## EXERCISE GOAL
Pull out every line in the rows below that contains the word "roof", and list those lines.

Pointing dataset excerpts
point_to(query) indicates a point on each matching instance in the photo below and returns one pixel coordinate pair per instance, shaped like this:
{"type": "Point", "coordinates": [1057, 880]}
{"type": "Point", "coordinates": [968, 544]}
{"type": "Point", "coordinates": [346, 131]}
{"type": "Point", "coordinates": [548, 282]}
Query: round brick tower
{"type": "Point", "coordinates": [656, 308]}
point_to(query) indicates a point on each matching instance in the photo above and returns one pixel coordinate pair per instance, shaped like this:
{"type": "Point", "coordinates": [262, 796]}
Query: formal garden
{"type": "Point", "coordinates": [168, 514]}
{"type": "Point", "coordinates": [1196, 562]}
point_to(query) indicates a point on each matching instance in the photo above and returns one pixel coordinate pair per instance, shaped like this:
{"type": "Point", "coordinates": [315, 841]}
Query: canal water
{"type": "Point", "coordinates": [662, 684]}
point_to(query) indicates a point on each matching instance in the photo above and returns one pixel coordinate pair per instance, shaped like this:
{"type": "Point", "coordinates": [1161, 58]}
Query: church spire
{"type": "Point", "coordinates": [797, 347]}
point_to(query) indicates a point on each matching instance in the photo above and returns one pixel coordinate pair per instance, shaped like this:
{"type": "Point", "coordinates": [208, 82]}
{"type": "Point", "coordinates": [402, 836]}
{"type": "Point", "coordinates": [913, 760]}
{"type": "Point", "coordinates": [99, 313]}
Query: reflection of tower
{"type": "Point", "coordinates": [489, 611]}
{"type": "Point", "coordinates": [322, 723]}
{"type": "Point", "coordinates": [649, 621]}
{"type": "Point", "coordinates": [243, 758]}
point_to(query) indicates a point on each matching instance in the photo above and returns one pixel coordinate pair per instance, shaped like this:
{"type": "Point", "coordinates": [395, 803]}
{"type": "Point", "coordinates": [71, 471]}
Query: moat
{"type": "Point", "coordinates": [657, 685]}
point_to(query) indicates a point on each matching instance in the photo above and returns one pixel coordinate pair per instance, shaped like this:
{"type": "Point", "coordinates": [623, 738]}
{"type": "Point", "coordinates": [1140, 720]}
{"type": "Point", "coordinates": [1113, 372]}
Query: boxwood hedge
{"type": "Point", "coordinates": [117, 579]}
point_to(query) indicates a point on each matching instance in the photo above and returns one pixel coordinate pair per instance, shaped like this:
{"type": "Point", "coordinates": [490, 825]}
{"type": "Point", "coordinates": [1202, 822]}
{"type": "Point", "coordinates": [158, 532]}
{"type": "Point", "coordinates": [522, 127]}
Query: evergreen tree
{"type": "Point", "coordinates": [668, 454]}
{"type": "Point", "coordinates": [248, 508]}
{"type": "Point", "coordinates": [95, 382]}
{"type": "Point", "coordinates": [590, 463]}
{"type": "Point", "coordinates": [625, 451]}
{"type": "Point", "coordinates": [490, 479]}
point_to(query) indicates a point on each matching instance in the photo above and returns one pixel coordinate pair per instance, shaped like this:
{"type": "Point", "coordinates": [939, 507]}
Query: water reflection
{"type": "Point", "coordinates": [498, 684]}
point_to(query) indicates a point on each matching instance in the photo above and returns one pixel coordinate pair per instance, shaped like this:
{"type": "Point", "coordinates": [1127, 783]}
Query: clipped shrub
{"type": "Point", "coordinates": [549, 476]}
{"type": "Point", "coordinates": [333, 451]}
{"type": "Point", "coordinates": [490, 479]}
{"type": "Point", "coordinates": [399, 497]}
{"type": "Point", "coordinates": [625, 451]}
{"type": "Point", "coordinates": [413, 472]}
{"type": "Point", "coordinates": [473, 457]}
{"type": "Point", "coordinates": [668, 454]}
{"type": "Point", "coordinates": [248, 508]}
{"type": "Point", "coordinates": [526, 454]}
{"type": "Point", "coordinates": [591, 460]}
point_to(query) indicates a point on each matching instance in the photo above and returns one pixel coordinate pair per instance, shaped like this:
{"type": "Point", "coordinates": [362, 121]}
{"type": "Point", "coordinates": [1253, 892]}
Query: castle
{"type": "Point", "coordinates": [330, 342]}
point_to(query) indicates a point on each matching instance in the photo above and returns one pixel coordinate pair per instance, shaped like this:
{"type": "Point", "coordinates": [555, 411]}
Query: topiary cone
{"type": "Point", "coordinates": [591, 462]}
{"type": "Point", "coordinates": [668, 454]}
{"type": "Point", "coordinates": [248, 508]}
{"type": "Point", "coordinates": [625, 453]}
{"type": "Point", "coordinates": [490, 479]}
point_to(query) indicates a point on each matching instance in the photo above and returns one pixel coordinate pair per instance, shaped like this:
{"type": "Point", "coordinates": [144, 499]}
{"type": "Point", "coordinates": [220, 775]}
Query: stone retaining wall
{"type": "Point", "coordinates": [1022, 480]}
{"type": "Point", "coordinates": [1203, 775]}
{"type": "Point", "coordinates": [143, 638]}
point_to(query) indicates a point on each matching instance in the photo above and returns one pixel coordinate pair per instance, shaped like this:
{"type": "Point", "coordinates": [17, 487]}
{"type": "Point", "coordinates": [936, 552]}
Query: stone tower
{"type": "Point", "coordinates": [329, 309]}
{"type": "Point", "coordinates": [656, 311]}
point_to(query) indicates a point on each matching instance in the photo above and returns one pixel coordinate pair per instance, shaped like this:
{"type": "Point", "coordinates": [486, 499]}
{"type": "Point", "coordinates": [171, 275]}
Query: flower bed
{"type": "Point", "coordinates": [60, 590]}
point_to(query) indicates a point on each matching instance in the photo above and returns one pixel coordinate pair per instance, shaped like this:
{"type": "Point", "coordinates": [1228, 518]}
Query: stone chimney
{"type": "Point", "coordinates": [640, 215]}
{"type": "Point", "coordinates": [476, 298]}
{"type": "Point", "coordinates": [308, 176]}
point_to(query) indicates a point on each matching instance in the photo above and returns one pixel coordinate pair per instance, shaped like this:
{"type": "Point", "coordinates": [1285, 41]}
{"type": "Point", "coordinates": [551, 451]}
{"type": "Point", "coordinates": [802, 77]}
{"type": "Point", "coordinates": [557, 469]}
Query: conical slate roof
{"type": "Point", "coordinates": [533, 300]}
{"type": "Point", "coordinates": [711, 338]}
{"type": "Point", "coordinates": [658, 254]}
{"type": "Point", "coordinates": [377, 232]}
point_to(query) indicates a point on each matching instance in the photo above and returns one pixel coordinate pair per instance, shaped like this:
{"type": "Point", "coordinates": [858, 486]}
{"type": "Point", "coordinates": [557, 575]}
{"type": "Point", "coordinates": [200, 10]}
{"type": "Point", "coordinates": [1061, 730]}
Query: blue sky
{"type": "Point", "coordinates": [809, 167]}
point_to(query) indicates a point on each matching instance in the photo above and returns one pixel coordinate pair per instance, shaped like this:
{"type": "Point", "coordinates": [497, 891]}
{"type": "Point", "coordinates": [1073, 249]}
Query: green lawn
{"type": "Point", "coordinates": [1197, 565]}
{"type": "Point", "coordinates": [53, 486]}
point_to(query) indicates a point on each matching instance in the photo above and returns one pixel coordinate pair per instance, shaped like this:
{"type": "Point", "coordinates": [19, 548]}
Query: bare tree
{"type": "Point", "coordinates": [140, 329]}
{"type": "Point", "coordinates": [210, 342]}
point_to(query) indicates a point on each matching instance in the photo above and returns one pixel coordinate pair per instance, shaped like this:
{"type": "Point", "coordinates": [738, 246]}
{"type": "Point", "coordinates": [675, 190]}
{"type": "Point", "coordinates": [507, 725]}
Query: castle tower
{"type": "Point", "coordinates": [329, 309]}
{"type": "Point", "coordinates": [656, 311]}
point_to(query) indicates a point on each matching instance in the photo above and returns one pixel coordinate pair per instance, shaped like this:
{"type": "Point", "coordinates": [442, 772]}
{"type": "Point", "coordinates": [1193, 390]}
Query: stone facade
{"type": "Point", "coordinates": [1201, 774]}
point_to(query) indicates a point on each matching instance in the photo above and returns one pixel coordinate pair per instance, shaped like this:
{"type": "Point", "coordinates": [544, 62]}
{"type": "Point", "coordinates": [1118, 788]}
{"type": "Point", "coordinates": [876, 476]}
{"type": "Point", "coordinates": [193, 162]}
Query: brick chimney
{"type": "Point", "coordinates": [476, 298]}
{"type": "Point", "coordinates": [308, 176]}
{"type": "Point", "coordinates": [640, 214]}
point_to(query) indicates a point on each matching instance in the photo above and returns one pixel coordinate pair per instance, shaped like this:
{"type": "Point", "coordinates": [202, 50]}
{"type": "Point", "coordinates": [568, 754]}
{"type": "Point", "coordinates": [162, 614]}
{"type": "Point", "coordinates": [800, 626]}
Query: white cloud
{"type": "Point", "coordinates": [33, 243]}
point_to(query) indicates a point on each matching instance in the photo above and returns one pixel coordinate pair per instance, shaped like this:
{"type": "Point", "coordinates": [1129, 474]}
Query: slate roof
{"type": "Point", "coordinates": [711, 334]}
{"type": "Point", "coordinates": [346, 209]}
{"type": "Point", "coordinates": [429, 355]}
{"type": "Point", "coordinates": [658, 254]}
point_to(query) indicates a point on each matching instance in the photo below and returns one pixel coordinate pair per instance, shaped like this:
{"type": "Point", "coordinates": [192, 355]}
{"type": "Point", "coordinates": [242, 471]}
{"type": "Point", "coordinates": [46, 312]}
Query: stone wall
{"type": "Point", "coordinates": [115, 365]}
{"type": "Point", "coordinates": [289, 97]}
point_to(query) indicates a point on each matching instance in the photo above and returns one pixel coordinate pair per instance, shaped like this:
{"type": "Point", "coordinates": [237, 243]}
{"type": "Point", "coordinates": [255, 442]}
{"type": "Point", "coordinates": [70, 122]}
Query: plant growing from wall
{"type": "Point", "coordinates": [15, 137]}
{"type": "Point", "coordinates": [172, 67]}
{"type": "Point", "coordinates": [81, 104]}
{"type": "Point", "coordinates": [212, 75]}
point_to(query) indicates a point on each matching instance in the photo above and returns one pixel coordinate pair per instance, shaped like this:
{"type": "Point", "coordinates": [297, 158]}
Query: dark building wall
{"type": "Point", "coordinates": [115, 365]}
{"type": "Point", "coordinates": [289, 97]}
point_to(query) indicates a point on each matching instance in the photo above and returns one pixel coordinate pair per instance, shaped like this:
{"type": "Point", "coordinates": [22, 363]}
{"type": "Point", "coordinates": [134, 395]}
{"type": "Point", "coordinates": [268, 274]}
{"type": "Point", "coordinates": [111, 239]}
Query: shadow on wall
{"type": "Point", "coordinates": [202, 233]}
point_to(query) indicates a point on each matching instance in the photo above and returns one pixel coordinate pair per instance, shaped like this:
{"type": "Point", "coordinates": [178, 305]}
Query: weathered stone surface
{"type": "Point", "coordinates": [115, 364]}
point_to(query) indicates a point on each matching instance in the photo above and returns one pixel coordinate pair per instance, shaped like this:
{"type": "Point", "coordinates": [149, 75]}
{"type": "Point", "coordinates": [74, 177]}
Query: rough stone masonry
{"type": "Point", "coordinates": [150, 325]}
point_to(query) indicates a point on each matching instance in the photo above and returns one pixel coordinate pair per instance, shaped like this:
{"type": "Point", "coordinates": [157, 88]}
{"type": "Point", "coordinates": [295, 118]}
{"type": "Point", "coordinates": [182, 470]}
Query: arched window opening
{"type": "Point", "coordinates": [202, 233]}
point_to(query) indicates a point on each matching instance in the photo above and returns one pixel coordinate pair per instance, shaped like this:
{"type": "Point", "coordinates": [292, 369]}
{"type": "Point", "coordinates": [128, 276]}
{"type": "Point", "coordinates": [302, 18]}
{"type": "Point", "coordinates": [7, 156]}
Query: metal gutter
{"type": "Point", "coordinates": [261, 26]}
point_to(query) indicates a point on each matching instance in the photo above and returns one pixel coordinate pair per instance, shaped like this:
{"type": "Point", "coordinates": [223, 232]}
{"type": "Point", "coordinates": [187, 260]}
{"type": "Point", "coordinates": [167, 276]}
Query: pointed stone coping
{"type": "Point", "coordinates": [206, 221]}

## THE COMPLETED TASK
Query: conical slate roof
Query: slate roof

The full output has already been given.